## START
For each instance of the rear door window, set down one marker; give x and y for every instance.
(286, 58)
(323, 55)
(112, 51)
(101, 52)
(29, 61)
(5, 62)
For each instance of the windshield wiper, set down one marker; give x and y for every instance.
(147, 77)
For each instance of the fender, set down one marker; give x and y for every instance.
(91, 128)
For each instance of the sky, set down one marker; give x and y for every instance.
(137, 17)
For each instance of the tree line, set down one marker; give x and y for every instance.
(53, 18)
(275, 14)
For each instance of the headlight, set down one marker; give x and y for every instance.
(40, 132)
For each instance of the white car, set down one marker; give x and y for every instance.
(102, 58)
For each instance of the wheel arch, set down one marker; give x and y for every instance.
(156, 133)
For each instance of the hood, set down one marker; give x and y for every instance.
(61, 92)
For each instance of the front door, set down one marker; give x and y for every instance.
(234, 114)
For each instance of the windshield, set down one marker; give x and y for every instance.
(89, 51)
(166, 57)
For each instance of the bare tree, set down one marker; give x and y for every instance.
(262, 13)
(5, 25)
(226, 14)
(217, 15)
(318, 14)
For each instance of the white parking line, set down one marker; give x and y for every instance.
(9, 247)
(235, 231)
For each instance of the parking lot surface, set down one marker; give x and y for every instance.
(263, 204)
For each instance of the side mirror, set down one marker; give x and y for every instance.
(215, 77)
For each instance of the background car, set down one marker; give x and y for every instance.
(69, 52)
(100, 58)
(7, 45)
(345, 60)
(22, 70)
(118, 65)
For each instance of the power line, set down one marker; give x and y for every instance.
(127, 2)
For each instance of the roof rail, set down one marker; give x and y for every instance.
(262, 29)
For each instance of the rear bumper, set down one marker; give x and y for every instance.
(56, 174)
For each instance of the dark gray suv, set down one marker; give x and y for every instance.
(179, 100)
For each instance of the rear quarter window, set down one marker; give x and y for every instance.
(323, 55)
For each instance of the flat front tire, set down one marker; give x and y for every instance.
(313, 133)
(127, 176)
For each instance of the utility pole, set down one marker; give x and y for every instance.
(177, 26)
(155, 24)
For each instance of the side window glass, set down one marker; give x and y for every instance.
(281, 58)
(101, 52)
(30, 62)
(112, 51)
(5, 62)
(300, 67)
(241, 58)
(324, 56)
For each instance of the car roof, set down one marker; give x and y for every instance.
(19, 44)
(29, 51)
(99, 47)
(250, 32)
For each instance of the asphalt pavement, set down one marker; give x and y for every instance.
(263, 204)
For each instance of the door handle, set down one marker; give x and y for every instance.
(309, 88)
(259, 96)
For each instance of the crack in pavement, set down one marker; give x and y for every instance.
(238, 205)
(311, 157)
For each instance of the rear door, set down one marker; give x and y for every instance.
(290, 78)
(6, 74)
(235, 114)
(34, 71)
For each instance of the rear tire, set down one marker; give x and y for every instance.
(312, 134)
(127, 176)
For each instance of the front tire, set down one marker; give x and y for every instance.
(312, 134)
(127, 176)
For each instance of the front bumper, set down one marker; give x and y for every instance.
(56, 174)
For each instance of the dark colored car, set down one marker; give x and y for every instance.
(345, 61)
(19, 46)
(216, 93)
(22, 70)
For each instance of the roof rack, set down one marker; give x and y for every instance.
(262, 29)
## END
## START
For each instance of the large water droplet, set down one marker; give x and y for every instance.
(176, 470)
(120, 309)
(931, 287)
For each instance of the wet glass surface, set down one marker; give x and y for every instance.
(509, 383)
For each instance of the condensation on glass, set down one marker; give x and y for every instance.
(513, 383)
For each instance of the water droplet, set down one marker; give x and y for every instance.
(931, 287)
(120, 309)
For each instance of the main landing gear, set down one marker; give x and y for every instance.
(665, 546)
## END
Gather every line in the listing above that contains the word "water", matching letter case exactly.

- _COMPLETED EXERCISE_:
For each instance of the large water droplet, set down one marker; give x and y for every instance.
For each instance of the water droplet, set down one marker; give x and y for every instance.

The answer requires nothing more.